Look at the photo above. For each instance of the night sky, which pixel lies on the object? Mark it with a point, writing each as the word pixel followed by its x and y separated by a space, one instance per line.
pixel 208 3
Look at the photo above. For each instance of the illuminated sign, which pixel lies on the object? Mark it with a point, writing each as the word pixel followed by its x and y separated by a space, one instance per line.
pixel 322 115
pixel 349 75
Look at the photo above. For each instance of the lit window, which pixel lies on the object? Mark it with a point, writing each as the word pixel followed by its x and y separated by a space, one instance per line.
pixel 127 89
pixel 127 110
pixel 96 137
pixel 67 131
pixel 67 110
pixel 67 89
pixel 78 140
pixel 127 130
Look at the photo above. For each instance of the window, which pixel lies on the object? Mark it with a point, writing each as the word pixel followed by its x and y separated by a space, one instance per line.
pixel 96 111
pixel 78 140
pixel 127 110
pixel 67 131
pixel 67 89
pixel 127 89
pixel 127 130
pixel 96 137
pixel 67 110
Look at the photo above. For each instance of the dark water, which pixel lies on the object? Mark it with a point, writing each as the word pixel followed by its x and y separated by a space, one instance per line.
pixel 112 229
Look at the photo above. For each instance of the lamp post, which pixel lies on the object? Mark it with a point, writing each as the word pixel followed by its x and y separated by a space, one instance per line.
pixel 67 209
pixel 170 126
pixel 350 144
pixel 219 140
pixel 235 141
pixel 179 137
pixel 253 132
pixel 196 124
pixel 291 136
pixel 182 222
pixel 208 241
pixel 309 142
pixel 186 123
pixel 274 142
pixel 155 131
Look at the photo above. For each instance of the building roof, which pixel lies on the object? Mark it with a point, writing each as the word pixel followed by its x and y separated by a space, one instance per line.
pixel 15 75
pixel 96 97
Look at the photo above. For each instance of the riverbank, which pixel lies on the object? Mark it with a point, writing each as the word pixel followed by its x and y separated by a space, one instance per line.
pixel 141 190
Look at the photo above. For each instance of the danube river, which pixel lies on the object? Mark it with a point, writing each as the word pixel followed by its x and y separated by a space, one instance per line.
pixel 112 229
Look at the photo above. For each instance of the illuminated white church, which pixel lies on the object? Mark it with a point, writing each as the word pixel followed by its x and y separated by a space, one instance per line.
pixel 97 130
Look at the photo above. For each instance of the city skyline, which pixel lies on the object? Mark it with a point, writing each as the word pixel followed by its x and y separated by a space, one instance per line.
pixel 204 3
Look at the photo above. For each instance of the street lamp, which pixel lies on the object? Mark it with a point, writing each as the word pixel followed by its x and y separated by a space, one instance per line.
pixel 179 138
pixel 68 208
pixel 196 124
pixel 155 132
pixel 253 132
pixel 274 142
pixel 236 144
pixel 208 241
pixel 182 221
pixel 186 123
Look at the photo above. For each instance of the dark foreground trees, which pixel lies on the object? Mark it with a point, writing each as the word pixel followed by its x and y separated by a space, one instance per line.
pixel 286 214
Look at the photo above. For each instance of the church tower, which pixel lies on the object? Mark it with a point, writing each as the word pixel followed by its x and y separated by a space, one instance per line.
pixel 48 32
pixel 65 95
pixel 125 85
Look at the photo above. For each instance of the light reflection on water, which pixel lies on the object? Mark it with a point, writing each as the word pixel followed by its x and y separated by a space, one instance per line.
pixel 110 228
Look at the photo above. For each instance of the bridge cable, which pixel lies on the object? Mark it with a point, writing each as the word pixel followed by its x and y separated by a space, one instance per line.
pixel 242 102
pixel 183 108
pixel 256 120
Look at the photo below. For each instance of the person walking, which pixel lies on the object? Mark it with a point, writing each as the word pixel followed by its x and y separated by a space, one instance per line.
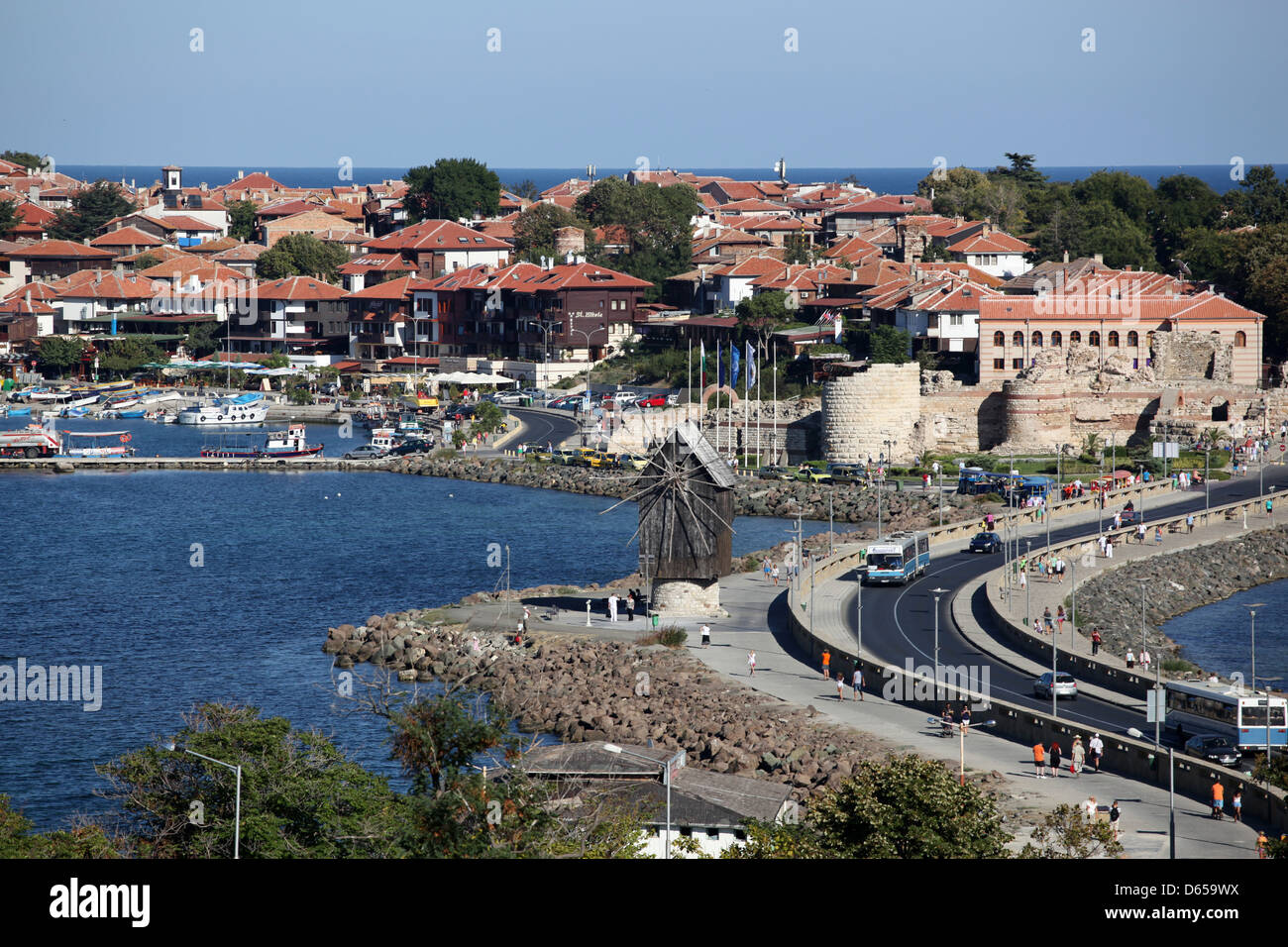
pixel 1098 750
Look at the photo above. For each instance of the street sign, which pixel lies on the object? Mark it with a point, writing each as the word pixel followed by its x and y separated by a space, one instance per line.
pixel 1155 710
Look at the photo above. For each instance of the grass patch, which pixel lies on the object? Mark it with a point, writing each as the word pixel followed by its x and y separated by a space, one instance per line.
pixel 669 635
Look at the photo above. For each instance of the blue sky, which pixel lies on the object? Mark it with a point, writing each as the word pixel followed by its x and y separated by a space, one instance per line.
pixel 702 82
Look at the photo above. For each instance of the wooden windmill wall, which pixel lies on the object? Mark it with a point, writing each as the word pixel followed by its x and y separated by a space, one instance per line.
pixel 687 522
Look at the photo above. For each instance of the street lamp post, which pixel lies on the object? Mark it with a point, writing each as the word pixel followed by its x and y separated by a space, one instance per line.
pixel 668 767
pixel 936 592
pixel 172 748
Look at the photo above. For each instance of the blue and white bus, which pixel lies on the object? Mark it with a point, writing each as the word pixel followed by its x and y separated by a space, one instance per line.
pixel 898 558
pixel 1247 719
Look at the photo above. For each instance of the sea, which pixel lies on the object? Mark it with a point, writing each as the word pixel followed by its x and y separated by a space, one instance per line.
pixel 897 180
pixel 1219 637
pixel 192 586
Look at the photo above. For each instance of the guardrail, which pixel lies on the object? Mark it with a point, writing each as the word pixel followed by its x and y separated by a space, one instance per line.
pixel 1124 681
pixel 1134 759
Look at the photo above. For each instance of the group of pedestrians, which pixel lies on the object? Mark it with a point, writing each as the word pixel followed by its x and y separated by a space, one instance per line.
pixel 1047 761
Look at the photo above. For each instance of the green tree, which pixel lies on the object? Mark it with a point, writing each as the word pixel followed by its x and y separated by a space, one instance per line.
pixel 18 840
pixel 241 219
pixel 535 230
pixel 127 354
pixel 1181 202
pixel 526 188
pixel 300 796
pixel 451 189
pixel 24 158
pixel 763 315
pixel 905 806
pixel 8 218
pixel 888 344
pixel 59 355
pixel 201 341
pixel 91 208
pixel 1065 832
pixel 301 254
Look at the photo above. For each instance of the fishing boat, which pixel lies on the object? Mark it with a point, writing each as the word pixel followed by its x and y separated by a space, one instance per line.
pixel 245 408
pixel 278 445
pixel 97 444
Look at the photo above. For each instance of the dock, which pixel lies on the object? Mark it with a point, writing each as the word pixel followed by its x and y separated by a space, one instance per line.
pixel 125 464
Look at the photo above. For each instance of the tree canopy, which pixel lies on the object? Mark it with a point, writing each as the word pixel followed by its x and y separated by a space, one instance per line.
pixel 300 254
pixel 452 188
pixel 91 208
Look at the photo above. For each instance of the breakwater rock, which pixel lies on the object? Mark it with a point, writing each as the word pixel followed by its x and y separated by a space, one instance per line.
pixel 1175 582
pixel 584 689
pixel 901 509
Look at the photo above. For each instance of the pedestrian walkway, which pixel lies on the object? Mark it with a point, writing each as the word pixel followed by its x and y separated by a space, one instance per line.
pixel 758 622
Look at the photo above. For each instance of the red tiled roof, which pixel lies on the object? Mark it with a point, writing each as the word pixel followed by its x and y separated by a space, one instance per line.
pixel 62 249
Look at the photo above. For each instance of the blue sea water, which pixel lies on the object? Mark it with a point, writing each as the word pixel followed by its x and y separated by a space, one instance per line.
pixel 99 571
pixel 1219 637
pixel 880 179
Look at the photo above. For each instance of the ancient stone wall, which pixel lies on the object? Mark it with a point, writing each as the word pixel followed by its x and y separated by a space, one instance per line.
pixel 876 403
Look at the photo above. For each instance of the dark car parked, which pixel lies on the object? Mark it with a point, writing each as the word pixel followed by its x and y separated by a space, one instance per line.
pixel 986 543
pixel 1214 749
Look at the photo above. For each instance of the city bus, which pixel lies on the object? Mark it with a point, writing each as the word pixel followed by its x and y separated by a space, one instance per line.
pixel 1231 711
pixel 898 558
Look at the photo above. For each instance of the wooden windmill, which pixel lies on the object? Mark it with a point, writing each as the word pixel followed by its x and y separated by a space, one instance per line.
pixel 686 501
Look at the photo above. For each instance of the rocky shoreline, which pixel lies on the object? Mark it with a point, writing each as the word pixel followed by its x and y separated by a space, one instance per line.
pixel 901 509
pixel 1177 582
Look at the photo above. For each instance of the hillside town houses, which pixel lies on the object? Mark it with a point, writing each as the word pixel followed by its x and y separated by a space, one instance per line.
pixel 411 294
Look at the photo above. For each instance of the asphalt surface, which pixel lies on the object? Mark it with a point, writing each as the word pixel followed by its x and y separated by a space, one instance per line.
pixel 900 622
pixel 542 428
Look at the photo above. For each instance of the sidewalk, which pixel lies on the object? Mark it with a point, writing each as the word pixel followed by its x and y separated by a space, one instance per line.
pixel 781 673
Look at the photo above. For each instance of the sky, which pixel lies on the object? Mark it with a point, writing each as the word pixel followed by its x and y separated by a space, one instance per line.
pixel 700 82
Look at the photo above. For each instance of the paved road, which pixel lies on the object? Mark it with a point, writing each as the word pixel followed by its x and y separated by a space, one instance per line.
pixel 898 622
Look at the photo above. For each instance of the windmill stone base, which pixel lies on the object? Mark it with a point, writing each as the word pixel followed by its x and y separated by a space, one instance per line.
pixel 675 596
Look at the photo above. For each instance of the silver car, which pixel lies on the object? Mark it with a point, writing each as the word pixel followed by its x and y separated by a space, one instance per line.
pixel 1064 685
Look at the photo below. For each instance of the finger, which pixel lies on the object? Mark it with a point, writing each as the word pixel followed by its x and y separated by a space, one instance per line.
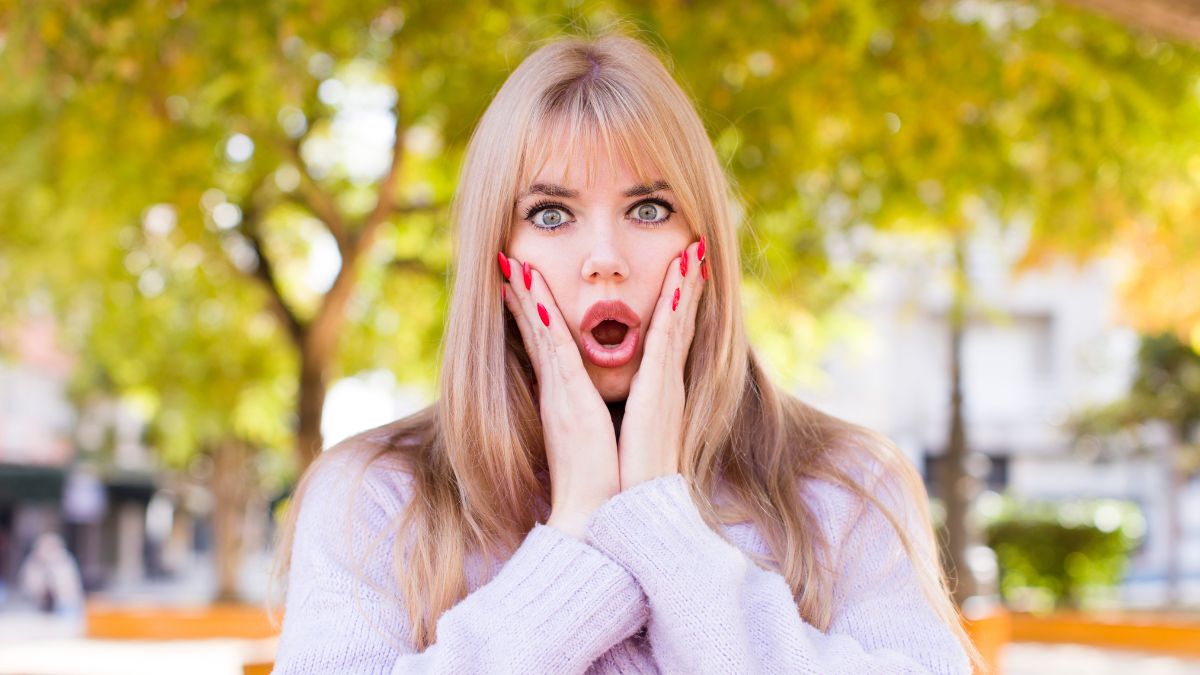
pixel 520 314
pixel 693 288
pixel 663 320
pixel 547 336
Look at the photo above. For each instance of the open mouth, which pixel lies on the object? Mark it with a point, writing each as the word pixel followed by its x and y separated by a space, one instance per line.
pixel 610 333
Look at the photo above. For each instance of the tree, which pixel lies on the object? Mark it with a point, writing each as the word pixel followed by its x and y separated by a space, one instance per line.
pixel 1165 392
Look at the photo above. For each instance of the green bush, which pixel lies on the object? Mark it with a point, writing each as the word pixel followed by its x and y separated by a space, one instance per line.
pixel 1060 554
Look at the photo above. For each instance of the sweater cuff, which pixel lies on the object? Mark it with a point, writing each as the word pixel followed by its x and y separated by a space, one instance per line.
pixel 655 531
pixel 580 601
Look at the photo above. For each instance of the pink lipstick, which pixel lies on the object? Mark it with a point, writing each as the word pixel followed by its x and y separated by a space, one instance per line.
pixel 610 333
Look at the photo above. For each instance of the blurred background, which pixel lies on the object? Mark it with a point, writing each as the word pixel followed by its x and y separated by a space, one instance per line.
pixel 971 225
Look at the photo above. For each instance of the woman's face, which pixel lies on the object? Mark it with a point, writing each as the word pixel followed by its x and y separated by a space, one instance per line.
pixel 610 240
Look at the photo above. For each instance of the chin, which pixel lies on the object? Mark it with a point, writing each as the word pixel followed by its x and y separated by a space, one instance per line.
pixel 613 383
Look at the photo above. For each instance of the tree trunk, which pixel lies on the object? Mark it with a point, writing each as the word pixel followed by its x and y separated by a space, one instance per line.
pixel 233 482
pixel 313 382
pixel 1174 481
pixel 957 483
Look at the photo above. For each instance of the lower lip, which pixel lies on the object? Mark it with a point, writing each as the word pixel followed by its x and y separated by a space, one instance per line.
pixel 617 356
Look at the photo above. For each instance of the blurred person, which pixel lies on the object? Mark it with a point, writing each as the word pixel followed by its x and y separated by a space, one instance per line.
pixel 49 577
pixel 609 481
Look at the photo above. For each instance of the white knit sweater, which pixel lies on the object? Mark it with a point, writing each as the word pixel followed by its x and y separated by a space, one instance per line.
pixel 653 590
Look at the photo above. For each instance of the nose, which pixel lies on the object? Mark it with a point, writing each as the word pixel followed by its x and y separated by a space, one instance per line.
pixel 605 258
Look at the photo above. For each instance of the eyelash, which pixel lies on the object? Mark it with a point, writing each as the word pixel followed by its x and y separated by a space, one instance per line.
pixel 546 204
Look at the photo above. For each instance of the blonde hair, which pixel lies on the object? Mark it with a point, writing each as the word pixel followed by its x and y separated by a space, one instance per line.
pixel 477 453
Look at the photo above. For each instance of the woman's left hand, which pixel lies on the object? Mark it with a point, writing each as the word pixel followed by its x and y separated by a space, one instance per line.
pixel 652 428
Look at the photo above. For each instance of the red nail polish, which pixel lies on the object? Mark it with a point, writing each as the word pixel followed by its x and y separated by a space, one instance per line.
pixel 504 264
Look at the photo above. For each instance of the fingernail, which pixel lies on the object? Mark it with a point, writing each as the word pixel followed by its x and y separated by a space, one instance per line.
pixel 504 264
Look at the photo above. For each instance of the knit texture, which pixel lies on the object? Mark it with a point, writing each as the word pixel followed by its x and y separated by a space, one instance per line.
pixel 652 590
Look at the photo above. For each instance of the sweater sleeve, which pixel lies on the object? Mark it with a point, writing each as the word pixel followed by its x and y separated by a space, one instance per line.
pixel 556 604
pixel 714 610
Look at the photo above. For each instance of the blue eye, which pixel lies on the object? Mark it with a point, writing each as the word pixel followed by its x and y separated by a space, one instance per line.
pixel 646 211
pixel 555 219
pixel 553 215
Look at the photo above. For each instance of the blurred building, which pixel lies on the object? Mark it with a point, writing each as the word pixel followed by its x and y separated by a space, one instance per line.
pixel 83 473
pixel 1038 347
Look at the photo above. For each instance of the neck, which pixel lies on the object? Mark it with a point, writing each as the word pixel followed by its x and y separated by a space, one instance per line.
pixel 617 410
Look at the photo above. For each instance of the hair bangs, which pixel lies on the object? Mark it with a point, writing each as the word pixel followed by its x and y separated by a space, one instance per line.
pixel 597 119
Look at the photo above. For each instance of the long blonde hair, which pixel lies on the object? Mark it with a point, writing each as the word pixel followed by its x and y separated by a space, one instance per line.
pixel 475 454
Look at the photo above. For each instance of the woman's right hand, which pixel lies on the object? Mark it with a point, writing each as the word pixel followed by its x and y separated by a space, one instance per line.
pixel 581 442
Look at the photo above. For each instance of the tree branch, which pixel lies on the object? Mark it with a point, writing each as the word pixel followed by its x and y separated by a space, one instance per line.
pixel 413 264
pixel 1169 18
pixel 264 272
pixel 318 201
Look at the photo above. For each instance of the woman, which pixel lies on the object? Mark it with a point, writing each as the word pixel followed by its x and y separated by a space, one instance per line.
pixel 609 482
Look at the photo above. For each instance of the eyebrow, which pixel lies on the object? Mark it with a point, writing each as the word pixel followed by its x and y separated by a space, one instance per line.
pixel 552 190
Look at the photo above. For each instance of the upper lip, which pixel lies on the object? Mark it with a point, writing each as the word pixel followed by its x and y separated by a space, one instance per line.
pixel 606 310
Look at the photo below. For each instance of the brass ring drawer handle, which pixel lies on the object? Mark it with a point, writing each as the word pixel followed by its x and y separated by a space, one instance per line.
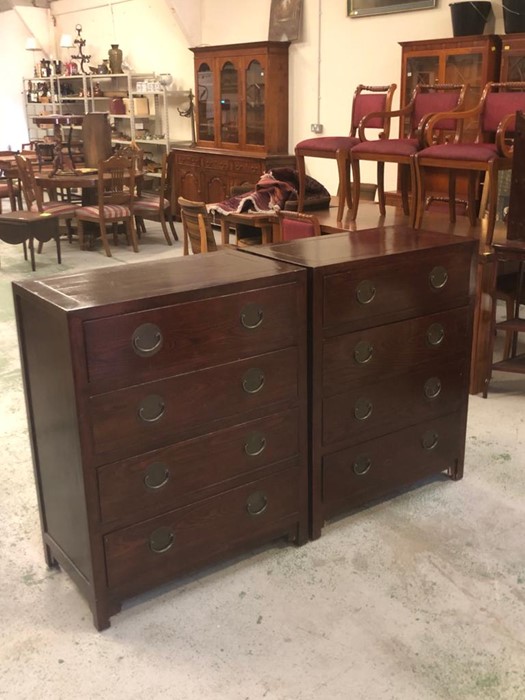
pixel 365 292
pixel 438 277
pixel 148 406
pixel 252 316
pixel 255 444
pixel 161 540
pixel 157 476
pixel 362 465
pixel 257 503
pixel 253 381
pixel 146 340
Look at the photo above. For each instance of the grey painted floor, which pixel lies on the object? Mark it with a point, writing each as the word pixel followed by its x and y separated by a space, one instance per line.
pixel 421 597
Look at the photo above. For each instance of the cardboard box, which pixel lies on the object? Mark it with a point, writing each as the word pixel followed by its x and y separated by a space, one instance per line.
pixel 140 106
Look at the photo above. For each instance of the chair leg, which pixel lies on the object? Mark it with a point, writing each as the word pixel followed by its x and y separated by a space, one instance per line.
pixel 132 232
pixel 356 185
pixel 343 191
pixel 104 237
pixel 452 197
pixel 165 228
pixel 301 172
pixel 381 187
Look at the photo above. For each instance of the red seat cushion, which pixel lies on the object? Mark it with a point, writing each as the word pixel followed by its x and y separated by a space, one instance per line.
pixel 481 152
pixel 328 143
pixel 393 147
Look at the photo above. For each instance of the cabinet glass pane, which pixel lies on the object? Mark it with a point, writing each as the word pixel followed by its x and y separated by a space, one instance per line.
pixel 229 103
pixel 420 70
pixel 466 69
pixel 516 69
pixel 255 104
pixel 205 103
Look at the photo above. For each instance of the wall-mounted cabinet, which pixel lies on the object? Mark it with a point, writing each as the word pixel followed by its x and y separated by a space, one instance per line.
pixel 242 96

→ **What to do**
Print exactly the lines from the one containing "the red seat" through the last line of the records above, both included.

→ **Result of this task**
Look at the photo above. For each instance of the red seat cushion, which pixel lies on the object? Mark it with a point, writing each as the word pixel followed by its x and y separated by a space, one instance per line.
pixel 481 152
pixel 328 143
pixel 393 147
Look at the photo above. For each instance of the cabinet glass pane, which pixel lies on the object? Mark it with a point, writing each as the word pixel followed by its x and y separated by a space, one instance per line.
pixel 229 103
pixel 420 70
pixel 466 69
pixel 516 69
pixel 255 104
pixel 205 103
Look at the photo above. For each instance of the wall-mounted cabinet, which pixel lies on the object? Mark it with a point, writing each as the word pixel followed by its x and y separated by a space, one instance per line.
pixel 242 96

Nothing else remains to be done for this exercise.